TASK DESCRIPTION
Retype, character for character, the part of the passage on advice to undergraduates that opens with the words containing "When you get" and closes with "useful later on.".

TEXT SEGMENT
In light of your own experiences, what advice would you give to undergraduates? Do you have any advice specifically on making the most of a degree in history?
When you get to choose what to research/study/write about, choose things you genuinely find interesting! I usually did this, but I think I also worried a lot that what I learned in undergrad would somehow lock me into a life path that would determine my fate forever. Totally not true! My focus has been almost totally different in grad school than it was in undergrad, but I don’t regret what I studied at Wheaton at all. One of the beautiful (if, at times, a bit maddening!) things about history is that almost nothing is irrelevant, and almost everything connects, somehow, to everything else. As long as you’re gaining experience and building your interest in the area, it’ll be useful later on.

EXTRACTED ENTRIES
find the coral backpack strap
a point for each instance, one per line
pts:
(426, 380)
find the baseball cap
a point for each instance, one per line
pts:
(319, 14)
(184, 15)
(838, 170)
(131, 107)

RESPONSE
When you get to choose what to research/study/write about, choose things you genuinely find interesting! I usually did this, but I think I also worried a lot that what I learned in undergrad would somehow lock me into a life path that would determine my fate forever. Totally not true! My focus has been almost totally different in grad school than it was in undergrad, but I don’t regret what I studied at Wheaton at all. One of the beautiful (if, at times, a bit maddening!) things about history is that almost nothing is irrelevant, and almost everything connects, somehow, to everything else. As long as you’re gaining experience and building your interest in the area, it’ll be useful later on.